**Tasks**:
1) Do these statements agree with the Matt Danowski profile below? For each, answer yes or no and quote the deciding words. (a) Danowski won the Tewaaraton Trophy in 2007. (b) The Colorado Mammoth drafted him first overall. (c) He was with the Chrome Lacrosse Club when his career ended.
2) According to the Matt Danowski profile below, how many points did he have as the NCAA Division I all-time leading scorer when he graduated?
Start of Text provided
Personal information
- Nickname: Dino
- Nationality: American
- Born: August 12, 1985 (age 40) Farmingdale, New York
- Height: 6 ft 1 in (185 cm)
- Weight: 195 lb (88 kg; 13 st 13 lb)

Sport
- Position: Attack
- NLL draft: 7th overall, 2008 Colorado Mammoth
- NLL teams: Colorado Mammoth Rochester Knighthawks Philadelphia Wings
- MLL teams: New Jersey Pride Long Island Lizards Charlotte Hounds Chesapeake Bayhawks
- PLL team: Chrome LC
- NCAA team: Duke University
- Pro career: 2008–2020

= Matt Danowski =

American lacrosse player

Matt Danowski (born August 12, 1985) is a former professional lacrosse Attackman who played in Major League Lacrosse (MLL) and the Premier Lacrosse League (PLL) for 12 seasons. He finished his career with the Chrome Lacrosse Club, announcing his retirement on February 22, 2021. He previously played for the Chesapeake Bayhawks, Charlotte Hounds, New York Lizards, and the New Jersey Pride. Danowski also spent four seasons playing professional indoor lacrosse in the National Lacrosse League for the Colorado Mammoth, Rochester Knighthawks and Philadelphia Wings. He was a four-time college All-American at Duke University, won the Tewaaraton Trophy in 2007, and was the NCAA Division I all-time leading scorer at the time of his graduation with 353 points.
End of Text provided
Start of Study material
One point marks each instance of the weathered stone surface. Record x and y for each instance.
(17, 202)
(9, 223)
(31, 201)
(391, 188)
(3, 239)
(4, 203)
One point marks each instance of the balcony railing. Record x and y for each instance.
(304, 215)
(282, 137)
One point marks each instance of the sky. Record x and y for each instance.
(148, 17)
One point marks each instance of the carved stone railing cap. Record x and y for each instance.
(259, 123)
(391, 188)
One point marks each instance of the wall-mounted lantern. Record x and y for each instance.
End of Study material
**Task solutions**:
1)
(a) Yes: "won the Tewaaraton Trophy in 2007"
(b) No: "7th overall, 2008 Colorado Mammoth"
(c) Yes: "He finished his career with the Chrome Lacrosse Club"

2) 353 points.